Extracted data entries:
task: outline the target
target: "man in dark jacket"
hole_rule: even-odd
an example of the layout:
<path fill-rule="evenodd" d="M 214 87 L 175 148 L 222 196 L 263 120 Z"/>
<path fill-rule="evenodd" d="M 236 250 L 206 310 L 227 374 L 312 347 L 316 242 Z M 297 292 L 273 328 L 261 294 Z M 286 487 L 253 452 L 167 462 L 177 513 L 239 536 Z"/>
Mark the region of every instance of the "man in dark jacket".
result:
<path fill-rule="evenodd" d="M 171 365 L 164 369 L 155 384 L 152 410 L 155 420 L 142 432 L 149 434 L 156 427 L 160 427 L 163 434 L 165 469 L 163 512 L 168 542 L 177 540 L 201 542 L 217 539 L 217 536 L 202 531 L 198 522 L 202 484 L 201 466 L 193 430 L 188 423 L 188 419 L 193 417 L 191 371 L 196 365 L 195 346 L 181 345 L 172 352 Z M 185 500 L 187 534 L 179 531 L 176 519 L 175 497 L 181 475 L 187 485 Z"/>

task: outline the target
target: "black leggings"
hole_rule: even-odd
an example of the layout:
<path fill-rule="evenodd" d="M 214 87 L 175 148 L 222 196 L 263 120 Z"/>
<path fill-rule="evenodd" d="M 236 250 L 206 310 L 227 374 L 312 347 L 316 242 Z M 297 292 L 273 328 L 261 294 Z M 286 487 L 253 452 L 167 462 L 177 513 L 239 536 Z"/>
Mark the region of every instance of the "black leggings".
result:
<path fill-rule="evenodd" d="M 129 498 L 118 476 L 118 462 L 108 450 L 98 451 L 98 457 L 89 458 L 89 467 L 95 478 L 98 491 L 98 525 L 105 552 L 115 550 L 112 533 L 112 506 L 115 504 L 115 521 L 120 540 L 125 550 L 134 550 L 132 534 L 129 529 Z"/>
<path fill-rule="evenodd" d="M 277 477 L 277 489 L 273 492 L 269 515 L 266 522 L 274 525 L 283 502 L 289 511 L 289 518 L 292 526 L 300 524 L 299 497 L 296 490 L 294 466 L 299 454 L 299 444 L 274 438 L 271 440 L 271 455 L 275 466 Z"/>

▸ **Exercise directions**
Please return the data above exactly as given.

▸ **Answer**
task: outline the target
target: "man in dark jacket"
hole_rule: even-odd
an example of the layout:
<path fill-rule="evenodd" d="M 214 87 L 175 148 L 222 196 L 263 120 Z"/>
<path fill-rule="evenodd" d="M 236 250 L 206 310 L 227 374 L 312 347 L 316 242 Z M 297 292 L 273 328 L 261 294 Z M 286 487 L 253 452 L 167 462 L 177 513 L 239 536 Z"/>
Mark the region of every instance of the "man in dark jacket".
result:
<path fill-rule="evenodd" d="M 171 365 L 164 369 L 155 384 L 152 410 L 155 420 L 142 432 L 149 434 L 156 427 L 160 427 L 163 434 L 165 469 L 163 512 L 168 542 L 177 540 L 201 542 L 217 539 L 217 536 L 202 531 L 198 522 L 202 484 L 201 466 L 193 430 L 188 423 L 188 419 L 193 417 L 191 371 L 196 365 L 195 346 L 181 345 L 172 352 Z M 185 500 L 187 534 L 179 531 L 176 519 L 175 497 L 181 475 L 187 485 Z"/>

task: outline the target
target: "black leggings"
hole_rule: even-odd
an example of the layout:
<path fill-rule="evenodd" d="M 214 87 L 175 148 L 222 196 L 263 120 Z"/>
<path fill-rule="evenodd" d="M 236 250 L 206 310 L 227 374 L 312 347 L 316 242 Z M 297 292 L 273 328 L 261 294 Z M 286 487 L 253 452 L 167 462 L 177 513 L 239 536 Z"/>
Mark the region of every instance of the "black leggings".
result:
<path fill-rule="evenodd" d="M 129 498 L 118 476 L 118 462 L 108 450 L 98 451 L 98 457 L 89 458 L 89 467 L 95 478 L 98 491 L 98 525 L 105 552 L 115 550 L 112 533 L 112 506 L 115 504 L 115 521 L 120 540 L 125 550 L 134 550 L 132 534 L 129 529 Z"/>
<path fill-rule="evenodd" d="M 277 477 L 277 489 L 273 492 L 269 515 L 266 522 L 274 525 L 283 502 L 289 511 L 289 518 L 292 526 L 300 524 L 299 497 L 296 490 L 294 466 L 299 454 L 299 444 L 274 438 L 271 440 L 271 455 L 275 466 Z"/>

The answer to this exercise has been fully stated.